## WHAT YOU NEED TO DO
Present the following entries again, word for word and in full.

— begin —

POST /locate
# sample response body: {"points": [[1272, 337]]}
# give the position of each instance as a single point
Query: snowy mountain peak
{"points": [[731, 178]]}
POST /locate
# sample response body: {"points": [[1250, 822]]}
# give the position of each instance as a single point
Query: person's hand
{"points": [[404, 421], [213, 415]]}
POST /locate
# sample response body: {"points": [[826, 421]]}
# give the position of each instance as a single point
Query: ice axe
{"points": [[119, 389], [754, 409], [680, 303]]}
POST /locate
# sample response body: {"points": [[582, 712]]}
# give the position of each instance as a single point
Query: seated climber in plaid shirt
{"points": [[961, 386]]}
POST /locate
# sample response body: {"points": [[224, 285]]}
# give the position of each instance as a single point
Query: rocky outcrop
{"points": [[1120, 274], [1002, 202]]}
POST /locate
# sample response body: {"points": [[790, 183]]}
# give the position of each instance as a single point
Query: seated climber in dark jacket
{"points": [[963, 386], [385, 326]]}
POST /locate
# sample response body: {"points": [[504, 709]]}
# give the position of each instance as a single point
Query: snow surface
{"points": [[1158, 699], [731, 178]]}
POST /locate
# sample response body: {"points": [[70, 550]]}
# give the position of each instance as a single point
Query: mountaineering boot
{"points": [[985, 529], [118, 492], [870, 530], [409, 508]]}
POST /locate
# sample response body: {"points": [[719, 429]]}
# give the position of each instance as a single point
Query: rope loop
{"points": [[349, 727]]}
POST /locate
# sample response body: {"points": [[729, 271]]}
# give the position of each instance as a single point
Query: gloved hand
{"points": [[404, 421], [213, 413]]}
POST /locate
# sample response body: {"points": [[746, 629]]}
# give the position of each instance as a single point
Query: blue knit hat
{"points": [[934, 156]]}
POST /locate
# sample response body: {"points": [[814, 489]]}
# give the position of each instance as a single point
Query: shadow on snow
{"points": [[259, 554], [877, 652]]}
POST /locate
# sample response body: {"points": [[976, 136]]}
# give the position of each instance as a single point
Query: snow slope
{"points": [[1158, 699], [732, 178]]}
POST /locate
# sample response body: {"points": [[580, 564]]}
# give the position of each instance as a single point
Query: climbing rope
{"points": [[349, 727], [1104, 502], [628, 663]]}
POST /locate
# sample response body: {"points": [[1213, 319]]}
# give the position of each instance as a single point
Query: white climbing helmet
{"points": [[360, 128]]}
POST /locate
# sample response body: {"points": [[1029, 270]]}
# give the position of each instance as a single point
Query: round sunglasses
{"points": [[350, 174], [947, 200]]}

— end —

## RESPONSE
POST /locate
# sample response body: {"points": [[1272, 337]]}
# give the position of each instance as a single point
Query: snowy mountain peak
{"points": [[731, 178]]}
POST /locate
# sample response body: {"points": [[1250, 822]]}
# give the position of each instance as a single point
Query: person's hand
{"points": [[404, 421], [213, 415]]}
POST /locate
# sample response body: {"points": [[826, 421]]}
# give the position of each instance as a single point
Query: ice axe
{"points": [[119, 389], [754, 409], [680, 303]]}
POST /locate
# sample response body: {"points": [[582, 712]]}
# give the position of each instance as a single point
Query: seated climber in plaid shirt
{"points": [[961, 386]]}
POST /locate
# sample response body: {"points": [[224, 285]]}
# give the position of each instance as a single point
Query: rocky outcrop
{"points": [[1120, 274], [1002, 202]]}
POST /locate
# sample response body: {"points": [[790, 183]]}
# give the position of each instance as a single point
Query: seated climber in dark jacket
{"points": [[963, 386], [385, 326]]}
POST /locate
# sample response body: {"points": [[504, 709]]}
# give the position of each instance as a single point
Query: snow surface
{"points": [[1158, 699], [731, 178]]}
POST /locate
# sample response body: {"points": [[70, 550]]}
# give the position of each instance as a single point
Query: mountaineering boot
{"points": [[985, 529], [118, 492], [870, 530], [409, 508]]}
POST /locate
# sample response body: {"points": [[719, 429]]}
# give the position of each instance as a single point
Query: rope loop
{"points": [[349, 727]]}
POST /locate
# sample response body: {"points": [[729, 271]]}
# give the position of each instance as a single point
Query: gloved hand
{"points": [[404, 421], [213, 413]]}
POST /locate
# sample response body: {"points": [[746, 629]]}
# give the position of each instance as a single point
Query: blue knit hat
{"points": [[934, 156]]}
POST /locate
# sample response body: {"points": [[814, 489]]}
# give the position of each instance as a single point
Query: shadow on snow
{"points": [[259, 554], [877, 652]]}
POST /locate
# sample response body: {"points": [[976, 136]]}
# give the position of each instance as a single point
Query: snow slope
{"points": [[1158, 699], [732, 178]]}
POST /locate
# sample response body: {"points": [[580, 564]]}
# give the position of each instance as a single point
Query: climbing rope
{"points": [[349, 727], [1104, 502], [628, 663]]}
POST /locate
# sample response body: {"points": [[1213, 319]]}
# give the position of each instance as a single point
Query: white climbing helmet
{"points": [[360, 128]]}
POST /locate
# sample response body: {"points": [[1029, 270]]}
# give the position of each instance as a single point
Query: round sunglasses
{"points": [[350, 174], [947, 200]]}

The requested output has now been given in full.